Task goal = In the records below, locate the line containing "Teacher note: locate the dirt road", then extract it and all following lines exactly, ending with the last line.

[Items from a dataset]
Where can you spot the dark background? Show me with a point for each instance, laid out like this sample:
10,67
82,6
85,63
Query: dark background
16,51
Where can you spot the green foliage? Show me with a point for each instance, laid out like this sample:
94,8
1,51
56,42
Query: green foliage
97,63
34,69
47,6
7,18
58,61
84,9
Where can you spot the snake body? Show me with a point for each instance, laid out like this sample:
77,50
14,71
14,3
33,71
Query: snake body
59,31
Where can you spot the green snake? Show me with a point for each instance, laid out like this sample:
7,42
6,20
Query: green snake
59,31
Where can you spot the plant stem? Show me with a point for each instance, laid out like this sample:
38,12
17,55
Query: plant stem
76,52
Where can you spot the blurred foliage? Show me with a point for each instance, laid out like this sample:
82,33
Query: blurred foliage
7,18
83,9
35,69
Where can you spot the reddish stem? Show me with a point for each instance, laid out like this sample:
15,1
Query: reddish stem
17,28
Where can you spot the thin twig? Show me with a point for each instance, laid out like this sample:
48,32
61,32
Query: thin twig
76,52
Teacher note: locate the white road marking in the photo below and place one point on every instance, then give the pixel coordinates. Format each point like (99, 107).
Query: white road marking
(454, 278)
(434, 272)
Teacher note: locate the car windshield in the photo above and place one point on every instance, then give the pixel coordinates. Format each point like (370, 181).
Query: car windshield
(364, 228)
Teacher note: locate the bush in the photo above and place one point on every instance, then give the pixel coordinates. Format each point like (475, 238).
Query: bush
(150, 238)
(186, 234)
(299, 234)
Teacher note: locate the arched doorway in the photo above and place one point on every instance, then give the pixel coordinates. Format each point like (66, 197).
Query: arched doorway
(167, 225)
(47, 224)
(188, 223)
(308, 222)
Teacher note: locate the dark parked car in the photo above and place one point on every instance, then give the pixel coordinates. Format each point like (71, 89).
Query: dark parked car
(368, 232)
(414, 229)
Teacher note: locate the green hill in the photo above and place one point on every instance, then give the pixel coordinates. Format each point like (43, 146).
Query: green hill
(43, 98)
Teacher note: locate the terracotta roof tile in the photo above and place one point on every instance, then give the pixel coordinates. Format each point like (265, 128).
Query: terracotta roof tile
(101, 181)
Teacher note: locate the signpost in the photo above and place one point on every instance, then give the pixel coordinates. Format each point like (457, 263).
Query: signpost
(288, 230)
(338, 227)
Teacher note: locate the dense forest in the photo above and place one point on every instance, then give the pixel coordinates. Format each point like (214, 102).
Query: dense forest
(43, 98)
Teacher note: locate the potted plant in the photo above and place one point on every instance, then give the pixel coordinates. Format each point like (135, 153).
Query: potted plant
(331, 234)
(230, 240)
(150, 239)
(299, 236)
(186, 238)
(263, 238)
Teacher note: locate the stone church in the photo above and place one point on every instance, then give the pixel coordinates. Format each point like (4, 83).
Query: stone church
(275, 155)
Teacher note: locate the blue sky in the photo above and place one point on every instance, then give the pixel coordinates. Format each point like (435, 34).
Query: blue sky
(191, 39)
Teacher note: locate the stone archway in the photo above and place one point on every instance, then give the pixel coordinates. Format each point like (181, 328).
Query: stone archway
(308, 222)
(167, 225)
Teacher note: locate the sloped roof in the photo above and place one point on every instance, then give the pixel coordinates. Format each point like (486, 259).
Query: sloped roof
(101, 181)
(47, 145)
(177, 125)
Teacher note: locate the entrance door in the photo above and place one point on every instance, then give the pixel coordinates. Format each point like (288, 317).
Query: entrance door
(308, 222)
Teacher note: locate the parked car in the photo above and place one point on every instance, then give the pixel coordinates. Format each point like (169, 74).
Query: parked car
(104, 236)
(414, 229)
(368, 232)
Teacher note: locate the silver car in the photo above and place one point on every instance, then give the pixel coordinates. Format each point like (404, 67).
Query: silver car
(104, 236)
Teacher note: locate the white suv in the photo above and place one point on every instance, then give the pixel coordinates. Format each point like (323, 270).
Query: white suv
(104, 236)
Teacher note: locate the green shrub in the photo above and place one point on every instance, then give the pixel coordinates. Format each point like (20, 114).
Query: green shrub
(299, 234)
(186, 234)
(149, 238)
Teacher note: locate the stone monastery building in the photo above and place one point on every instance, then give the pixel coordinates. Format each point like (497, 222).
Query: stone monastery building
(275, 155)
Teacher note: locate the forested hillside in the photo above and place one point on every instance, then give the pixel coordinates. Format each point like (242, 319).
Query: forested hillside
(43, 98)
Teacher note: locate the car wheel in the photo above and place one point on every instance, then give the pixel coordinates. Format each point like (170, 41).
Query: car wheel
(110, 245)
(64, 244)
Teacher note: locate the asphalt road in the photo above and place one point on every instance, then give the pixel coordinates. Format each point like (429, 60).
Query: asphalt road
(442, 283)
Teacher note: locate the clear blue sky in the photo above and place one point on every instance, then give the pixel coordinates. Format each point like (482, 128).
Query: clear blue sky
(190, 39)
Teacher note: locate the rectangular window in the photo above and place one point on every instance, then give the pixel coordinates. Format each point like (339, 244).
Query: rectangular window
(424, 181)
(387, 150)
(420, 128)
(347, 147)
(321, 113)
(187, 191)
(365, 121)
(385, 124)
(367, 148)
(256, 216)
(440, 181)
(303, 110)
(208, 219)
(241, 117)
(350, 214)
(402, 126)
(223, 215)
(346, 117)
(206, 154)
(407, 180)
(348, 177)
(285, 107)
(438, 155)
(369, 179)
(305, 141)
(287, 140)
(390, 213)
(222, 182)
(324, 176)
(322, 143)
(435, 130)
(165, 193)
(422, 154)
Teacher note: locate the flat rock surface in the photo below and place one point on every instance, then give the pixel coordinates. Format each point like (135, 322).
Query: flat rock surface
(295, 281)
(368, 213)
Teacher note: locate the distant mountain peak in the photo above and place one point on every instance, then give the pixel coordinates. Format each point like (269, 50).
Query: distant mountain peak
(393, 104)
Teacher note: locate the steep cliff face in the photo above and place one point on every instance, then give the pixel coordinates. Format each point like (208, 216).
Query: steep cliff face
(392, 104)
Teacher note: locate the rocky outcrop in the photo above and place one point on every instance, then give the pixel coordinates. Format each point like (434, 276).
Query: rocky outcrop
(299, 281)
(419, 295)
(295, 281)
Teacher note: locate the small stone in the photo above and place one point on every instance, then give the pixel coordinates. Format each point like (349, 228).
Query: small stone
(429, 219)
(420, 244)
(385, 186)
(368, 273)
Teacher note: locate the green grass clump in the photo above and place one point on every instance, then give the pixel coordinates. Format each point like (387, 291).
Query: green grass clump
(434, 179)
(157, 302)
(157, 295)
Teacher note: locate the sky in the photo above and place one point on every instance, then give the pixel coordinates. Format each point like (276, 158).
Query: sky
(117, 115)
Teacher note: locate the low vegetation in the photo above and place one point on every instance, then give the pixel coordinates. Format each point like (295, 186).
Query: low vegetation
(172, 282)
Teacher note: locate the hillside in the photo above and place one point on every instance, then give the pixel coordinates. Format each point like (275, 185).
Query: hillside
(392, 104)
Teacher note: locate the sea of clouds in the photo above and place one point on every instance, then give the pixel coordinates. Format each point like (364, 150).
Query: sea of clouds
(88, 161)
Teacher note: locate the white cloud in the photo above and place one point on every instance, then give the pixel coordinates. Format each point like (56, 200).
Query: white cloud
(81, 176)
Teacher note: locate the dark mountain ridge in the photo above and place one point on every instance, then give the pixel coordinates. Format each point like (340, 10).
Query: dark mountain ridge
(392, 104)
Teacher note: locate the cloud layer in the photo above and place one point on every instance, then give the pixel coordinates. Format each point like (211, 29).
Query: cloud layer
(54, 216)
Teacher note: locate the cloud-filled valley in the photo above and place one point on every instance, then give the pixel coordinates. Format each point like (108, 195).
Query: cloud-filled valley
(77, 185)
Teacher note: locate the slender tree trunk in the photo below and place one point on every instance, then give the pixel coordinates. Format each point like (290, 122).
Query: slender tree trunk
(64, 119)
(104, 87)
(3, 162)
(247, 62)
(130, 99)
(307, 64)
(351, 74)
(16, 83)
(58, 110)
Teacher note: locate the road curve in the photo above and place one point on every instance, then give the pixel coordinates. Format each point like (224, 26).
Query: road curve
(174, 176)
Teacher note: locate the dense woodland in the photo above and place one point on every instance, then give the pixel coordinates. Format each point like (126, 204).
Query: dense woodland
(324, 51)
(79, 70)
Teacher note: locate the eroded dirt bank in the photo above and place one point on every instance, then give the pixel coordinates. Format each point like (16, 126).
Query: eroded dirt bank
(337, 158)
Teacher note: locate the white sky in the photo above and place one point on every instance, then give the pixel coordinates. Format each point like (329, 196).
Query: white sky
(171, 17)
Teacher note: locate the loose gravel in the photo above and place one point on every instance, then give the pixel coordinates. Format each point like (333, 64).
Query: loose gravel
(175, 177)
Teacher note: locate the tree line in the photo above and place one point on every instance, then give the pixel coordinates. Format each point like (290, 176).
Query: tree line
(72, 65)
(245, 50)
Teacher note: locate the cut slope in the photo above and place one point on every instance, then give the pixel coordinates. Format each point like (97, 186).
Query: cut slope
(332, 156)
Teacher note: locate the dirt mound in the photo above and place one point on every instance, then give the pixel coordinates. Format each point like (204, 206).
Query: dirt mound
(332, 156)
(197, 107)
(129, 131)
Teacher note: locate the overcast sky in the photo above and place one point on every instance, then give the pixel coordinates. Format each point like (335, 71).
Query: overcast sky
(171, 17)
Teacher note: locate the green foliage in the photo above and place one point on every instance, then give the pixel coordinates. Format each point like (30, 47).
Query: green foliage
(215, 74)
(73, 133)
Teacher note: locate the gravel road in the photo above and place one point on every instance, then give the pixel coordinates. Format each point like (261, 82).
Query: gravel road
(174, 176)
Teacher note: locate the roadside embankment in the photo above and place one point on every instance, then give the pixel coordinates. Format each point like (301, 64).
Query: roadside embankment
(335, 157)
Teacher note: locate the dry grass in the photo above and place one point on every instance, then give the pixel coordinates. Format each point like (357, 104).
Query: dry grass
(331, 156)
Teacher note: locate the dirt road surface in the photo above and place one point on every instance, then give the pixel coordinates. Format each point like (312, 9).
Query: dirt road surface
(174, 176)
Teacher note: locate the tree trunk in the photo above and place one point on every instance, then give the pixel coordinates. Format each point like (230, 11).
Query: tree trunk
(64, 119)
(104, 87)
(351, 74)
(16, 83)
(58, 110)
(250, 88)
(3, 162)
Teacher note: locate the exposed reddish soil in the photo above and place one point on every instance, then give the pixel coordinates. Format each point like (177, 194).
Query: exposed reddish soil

Task response =
Teacher note: locate the dirt road surface in the photo above and place one point on every instance, then give the pixel coordinates. Format each point like (312, 9).
Query: dirt road surface
(174, 176)
Teacher note: locate the tree trunk in the photo above and place one point on every instance, then give the pixel coordinates. Format each point like (230, 11).
Query: tree trunk
(64, 119)
(104, 87)
(351, 74)
(16, 83)
(58, 110)
(250, 88)
(3, 162)
Teacher note: locate the exposed reddish soil in the photo above and place one point on every instance, then give the pixel coordinates. Format each point like (177, 194).
Query: exposed reddish soil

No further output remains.